━━━━━ AVAILABLE DATA ━━━━━
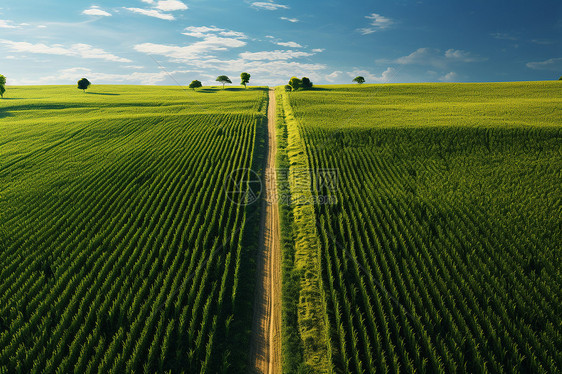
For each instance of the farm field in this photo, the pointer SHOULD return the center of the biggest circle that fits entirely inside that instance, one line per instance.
(439, 249)
(120, 248)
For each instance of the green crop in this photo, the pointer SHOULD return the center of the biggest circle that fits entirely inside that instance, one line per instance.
(122, 250)
(441, 251)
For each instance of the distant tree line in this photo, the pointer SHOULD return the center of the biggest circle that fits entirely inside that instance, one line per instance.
(296, 84)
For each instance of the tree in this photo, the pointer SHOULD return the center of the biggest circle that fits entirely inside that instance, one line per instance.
(223, 79)
(2, 85)
(83, 84)
(295, 83)
(195, 84)
(245, 79)
(359, 80)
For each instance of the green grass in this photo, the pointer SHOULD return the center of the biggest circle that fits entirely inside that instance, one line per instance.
(120, 249)
(442, 251)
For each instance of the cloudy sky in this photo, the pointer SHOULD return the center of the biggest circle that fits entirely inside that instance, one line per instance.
(331, 41)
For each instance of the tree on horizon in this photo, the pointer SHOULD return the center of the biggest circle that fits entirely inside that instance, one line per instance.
(223, 79)
(245, 79)
(83, 84)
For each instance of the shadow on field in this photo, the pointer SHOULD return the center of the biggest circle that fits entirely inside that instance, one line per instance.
(101, 93)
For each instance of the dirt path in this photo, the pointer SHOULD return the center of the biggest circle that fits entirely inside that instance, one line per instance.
(265, 348)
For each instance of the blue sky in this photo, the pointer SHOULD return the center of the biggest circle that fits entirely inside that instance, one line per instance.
(330, 41)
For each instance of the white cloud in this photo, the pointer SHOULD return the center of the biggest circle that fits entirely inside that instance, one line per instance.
(436, 58)
(274, 55)
(234, 34)
(96, 11)
(461, 56)
(332, 77)
(385, 76)
(502, 36)
(550, 64)
(449, 77)
(5, 24)
(378, 23)
(152, 13)
(289, 44)
(73, 74)
(293, 20)
(75, 50)
(193, 51)
(269, 5)
(171, 5)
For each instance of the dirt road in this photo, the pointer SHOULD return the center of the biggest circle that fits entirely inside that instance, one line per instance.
(265, 348)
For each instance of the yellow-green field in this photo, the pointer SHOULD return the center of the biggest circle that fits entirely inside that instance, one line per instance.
(439, 250)
(120, 249)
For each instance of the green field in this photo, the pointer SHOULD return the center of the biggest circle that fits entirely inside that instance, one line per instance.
(434, 246)
(442, 250)
(120, 249)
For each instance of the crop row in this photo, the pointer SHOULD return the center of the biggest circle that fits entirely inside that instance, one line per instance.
(133, 264)
(438, 255)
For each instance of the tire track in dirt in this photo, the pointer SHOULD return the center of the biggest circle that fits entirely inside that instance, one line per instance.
(265, 346)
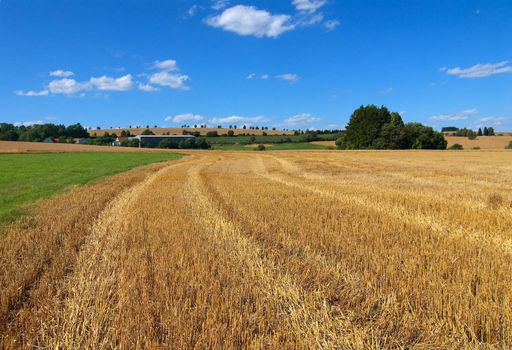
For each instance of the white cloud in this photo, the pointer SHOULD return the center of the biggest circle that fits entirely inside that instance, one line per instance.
(331, 24)
(292, 78)
(147, 87)
(239, 120)
(67, 86)
(491, 121)
(481, 70)
(463, 115)
(303, 120)
(184, 118)
(219, 4)
(29, 123)
(32, 93)
(248, 20)
(166, 65)
(387, 91)
(105, 83)
(175, 81)
(192, 10)
(61, 73)
(308, 5)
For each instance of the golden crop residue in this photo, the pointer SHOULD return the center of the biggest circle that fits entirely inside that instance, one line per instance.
(329, 250)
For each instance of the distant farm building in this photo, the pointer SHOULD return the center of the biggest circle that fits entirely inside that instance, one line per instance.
(154, 140)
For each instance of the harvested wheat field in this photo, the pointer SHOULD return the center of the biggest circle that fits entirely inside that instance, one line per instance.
(281, 250)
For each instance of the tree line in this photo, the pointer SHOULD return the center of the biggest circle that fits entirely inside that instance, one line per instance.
(372, 127)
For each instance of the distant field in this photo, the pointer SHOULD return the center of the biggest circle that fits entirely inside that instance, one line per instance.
(41, 147)
(484, 142)
(271, 146)
(179, 131)
(26, 178)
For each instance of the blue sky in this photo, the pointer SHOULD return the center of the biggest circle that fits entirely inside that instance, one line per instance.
━━━━━
▸ **WHAT YOU ARE ASKED TO DO**
Except for the pictures, set down each line of the records exactly as it appears.

▸ **OUTPUT**
For each instance of the farm field in this photo, the pointer SHOULD return the center of the biggest circle that fits entirely inside that instance, one line per instance.
(439, 249)
(120, 248)
For each instance of the green crop in this photo, the pointer SHOULD return the center of the biggest circle that fits entirely inside that instance, one line per instance.
(122, 250)
(441, 251)
For each instance of the distant tree line in this photo, the pointer SHOULD return the center of the biggest circle that fits entirely inside that instance, one line per instance.
(296, 84)
For each instance of the tree in this photo, the pointer SHOULD return the center of the biggest circle that fits entirely inside that instance, one line per instance.
(223, 79)
(2, 85)
(83, 84)
(295, 83)
(195, 84)
(245, 79)
(359, 80)
For each instance of the green grass in this photo, the pointer SHOULD return the center of the biggest circle that fits entirely inside that instance, one line per instance.
(120, 249)
(442, 251)
For each instance of the cloudy sky in this photo, the pointer SHOULD return the center of the biggest circle that fits entirely inside that instance, one line per instance.
(331, 41)
For each instance of the tree on horizon in this photo, the pointer SHOULD return the center of the biggest circle that fits entirely inside that instance, one line per instance.
(223, 79)
(245, 79)
(83, 84)
For each instance of the shadow on field in this photo, the pointer SHOULD return the center of the biggest circle that fits entirely inside that instance, one line per instance.
(101, 93)
For each instance of the dirt path in this photo, the pointer SHOULD return the center of the biggest circle that fits entirely inside that instance, one line per instance.
(265, 348)
For each instance of the blue sky in this photo, the pointer SHOULD return the center of the biggest circle that fits entirely inside that instance, one line per instance.
(330, 41)
For each instance of the white cloud in this photo, the pointer SHOULD return the center of the biggest circle that fits entirely inside that instance, one line per instance.
(436, 58)
(274, 55)
(234, 34)
(96, 11)
(461, 56)
(332, 77)
(385, 76)
(502, 36)
(550, 64)
(449, 77)
(5, 24)
(378, 23)
(152, 13)
(289, 44)
(73, 74)
(293, 20)
(75, 50)
(193, 51)
(269, 5)
(171, 5)
For each instance of the dirt road in this photo, the pointer SHOULD return the center of the biggest circle that fits entirely inside that instance, one line per instance.
(265, 348)
For each instance of the yellow-green field in this photo, the pointer SHOULD return the center of the biggest circle that fits entirely inside that instance, one line per instance.
(439, 250)
(120, 249)
For each instance of the green field in this photo, the pointer SHOULD return the center of the biggest circle that fits entirely inside that instance, one line per instance.
(434, 246)
(442, 250)
(120, 249)
For each instance of the crop row in this photo, the pointer SHOULD return the center of the biggest circle that fits entirely inside that instance, one line per instance.
(133, 264)
(438, 255)
For each instance of the tire track in dirt in this photo, the pointer SHOULD return the center of the biggest circle that fits entirely inside that instance, one line per instance.
(265, 346)
For each instance of the white cloud in this photo, the pointer SHOULD return the center of the biggest circle that fits entirely inside that instance, one line per instance.
(331, 24)
(292, 78)
(147, 87)
(239, 120)
(67, 86)
(491, 121)
(481, 70)
(463, 115)
(303, 120)
(184, 118)
(219, 4)
(29, 123)
(32, 93)
(248, 20)
(166, 65)
(387, 91)
(105, 83)
(175, 81)
(192, 10)
(61, 73)
(308, 5)
For each instance of the golden crop residue in this photo, the pointer SHOULD return the center of the biggest circle that fits entirely inside that instance, one line per instance.
(329, 250)
For each instance of the distant farm building in this photo, the pointer SHOULD return the center of the biggest circle that fits entirely inside that instance, one line per instance.
(154, 140)
For each instance of the harvested wheat field in this photo, the pointer SHOULD return the center of the biggest circle that fits entirely inside that instance, one line per instance.
(281, 250)
For each instance of the tree line in this photo, the pointer SHOULD return the center of the biggest circle that fits entirely inside that instance, one line per instance.
(372, 127)
For each instance of the distant field in this photo, the pointer SHOULD return the center of the biggest circle that fits entirely inside that instance, one line per instance.
(41, 147)
(484, 142)
(271, 146)
(179, 131)
(26, 178)
For each instance of the blue sky in this photo, the pointer SHOULD return the center of the biggest circle that fits entirely inside that instance, one line per instance.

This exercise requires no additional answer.